• _EXERCISE DETAILS_: Pick out each line of the data below that contains the word "silver" and copy it in full, matching case exactly.

• _PROVIDED MATERIAL_:
══════════════════════════════

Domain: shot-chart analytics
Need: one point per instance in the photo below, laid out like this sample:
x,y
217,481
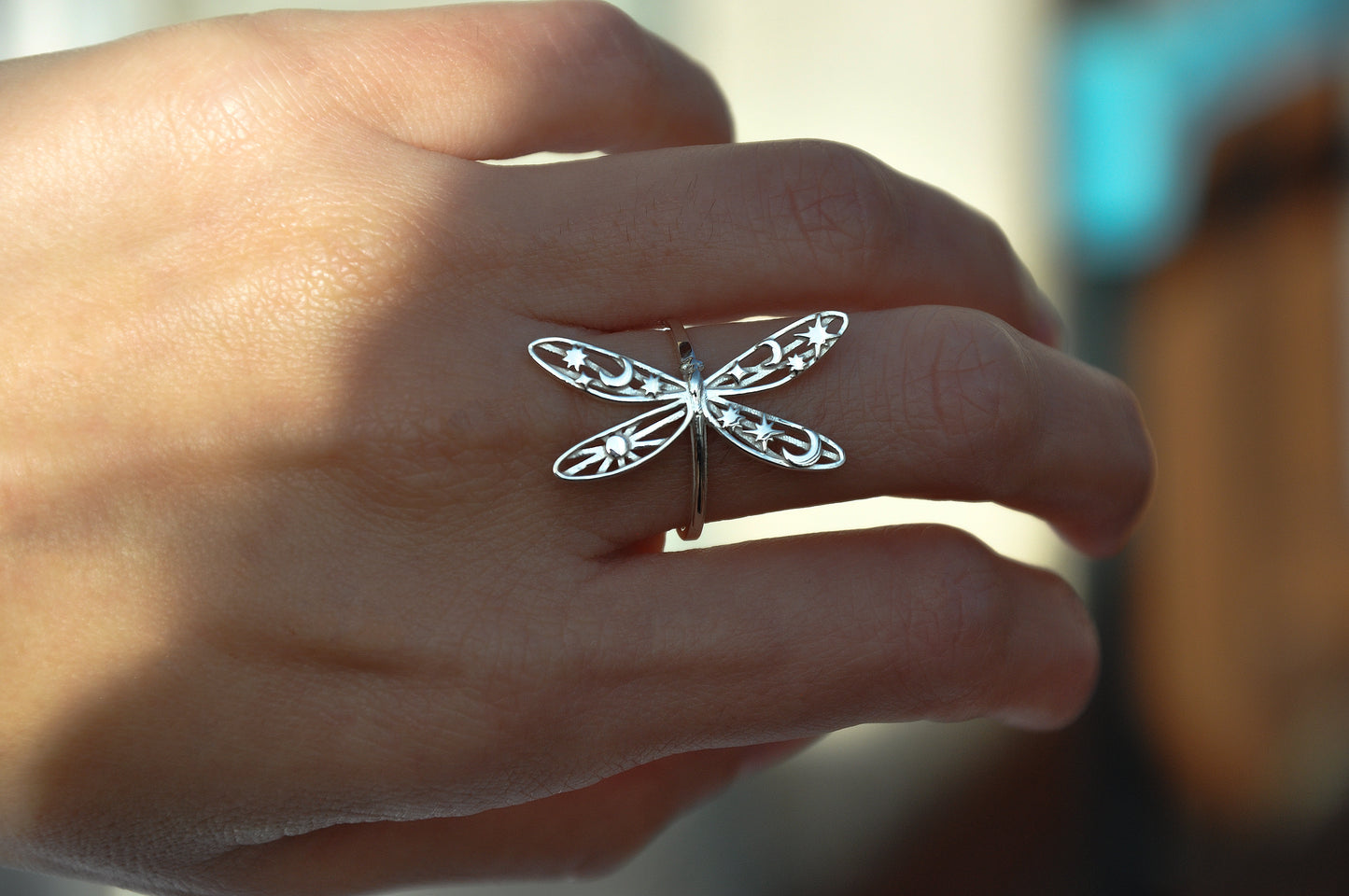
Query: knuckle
x,y
834,203
969,397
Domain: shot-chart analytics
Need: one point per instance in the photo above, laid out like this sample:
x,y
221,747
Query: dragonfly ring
x,y
695,402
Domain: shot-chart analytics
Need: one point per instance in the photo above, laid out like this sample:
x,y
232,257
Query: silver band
x,y
693,371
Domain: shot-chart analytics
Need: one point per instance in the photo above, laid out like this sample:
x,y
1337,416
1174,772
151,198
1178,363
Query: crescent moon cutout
x,y
622,379
778,351
812,451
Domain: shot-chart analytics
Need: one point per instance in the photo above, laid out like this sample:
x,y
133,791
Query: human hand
x,y
291,601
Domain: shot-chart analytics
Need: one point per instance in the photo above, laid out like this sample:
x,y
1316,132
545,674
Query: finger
x,y
503,80
746,230
928,402
582,832
799,636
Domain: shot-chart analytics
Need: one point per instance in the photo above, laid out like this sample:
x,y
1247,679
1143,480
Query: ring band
x,y
695,402
693,371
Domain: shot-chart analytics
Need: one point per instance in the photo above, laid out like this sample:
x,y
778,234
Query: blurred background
x,y
1173,175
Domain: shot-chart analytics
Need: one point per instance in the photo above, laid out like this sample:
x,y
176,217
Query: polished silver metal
x,y
695,399
693,371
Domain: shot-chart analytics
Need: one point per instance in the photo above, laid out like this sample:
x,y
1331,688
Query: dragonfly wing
x,y
630,442
784,355
603,372
772,439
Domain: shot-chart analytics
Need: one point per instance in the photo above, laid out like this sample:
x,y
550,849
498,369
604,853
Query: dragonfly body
x,y
712,401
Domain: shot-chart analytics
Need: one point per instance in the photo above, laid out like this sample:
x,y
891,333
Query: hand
x,y
290,599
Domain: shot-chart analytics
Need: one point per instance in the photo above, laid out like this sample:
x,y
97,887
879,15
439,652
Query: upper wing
x,y
781,357
603,372
625,445
772,439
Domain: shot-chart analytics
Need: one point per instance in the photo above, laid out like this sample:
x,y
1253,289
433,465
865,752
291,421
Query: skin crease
x,y
290,601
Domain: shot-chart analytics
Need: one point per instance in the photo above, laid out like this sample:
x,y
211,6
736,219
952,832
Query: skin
x,y
290,599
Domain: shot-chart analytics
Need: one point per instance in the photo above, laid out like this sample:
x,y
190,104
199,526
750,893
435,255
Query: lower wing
x,y
627,444
772,439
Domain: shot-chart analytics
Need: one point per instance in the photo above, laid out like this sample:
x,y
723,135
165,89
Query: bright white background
x,y
951,92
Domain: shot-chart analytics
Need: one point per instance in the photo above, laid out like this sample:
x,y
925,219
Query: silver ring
x,y
695,401
693,371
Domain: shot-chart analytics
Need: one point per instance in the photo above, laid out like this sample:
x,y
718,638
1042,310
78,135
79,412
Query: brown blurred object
x,y
1239,608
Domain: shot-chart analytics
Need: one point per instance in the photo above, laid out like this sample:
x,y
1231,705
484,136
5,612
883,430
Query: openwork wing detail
x,y
773,439
780,357
603,372
627,444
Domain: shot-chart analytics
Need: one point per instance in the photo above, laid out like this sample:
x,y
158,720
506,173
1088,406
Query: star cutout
x,y
818,336
575,357
764,432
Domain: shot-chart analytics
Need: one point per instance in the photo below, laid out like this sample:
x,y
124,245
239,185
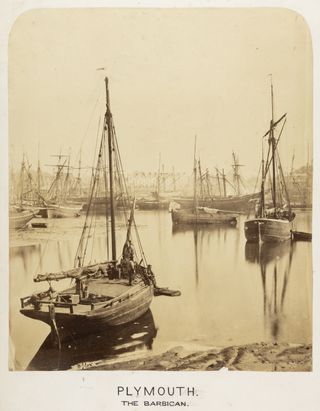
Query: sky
x,y
173,74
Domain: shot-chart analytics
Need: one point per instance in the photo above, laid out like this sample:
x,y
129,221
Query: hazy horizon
x,y
173,74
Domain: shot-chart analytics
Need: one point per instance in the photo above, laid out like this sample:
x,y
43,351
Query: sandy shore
x,y
251,357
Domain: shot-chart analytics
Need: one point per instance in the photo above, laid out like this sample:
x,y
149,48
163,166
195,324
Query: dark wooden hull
x,y
189,217
63,211
267,230
234,203
20,220
80,352
94,320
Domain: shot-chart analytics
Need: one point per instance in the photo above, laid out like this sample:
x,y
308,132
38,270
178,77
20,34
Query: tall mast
x,y
273,146
224,183
195,200
159,178
236,175
110,149
262,205
218,178
38,172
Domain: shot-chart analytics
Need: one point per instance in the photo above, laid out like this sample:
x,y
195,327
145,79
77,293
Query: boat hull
x,y
189,217
20,220
267,230
63,212
97,319
232,203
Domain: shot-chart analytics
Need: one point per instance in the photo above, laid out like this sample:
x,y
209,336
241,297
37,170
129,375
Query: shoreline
x,y
248,357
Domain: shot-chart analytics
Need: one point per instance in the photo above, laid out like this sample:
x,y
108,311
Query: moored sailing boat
x,y
273,223
201,214
109,293
19,219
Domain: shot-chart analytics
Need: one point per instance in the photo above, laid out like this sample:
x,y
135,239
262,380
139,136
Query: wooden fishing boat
x,y
104,346
200,214
272,224
110,293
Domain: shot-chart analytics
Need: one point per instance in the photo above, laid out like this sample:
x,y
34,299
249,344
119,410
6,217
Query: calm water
x,y
232,292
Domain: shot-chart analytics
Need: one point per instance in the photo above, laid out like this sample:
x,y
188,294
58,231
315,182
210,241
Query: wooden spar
x,y
73,273
110,150
273,148
274,125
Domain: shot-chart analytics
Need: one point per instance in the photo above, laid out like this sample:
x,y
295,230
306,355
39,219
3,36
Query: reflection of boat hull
x,y
266,252
189,217
81,319
63,211
234,203
267,230
152,204
109,344
20,220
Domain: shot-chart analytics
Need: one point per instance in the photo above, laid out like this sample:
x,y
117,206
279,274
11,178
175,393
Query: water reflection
x,y
227,286
275,262
202,237
111,343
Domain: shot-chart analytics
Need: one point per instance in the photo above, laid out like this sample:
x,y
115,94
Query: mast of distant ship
x,y
273,146
110,150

══════════════════════════════

• _CORRECT RESPONSE_:
Query: silver band
Query: polished silver metal
Query: silver ring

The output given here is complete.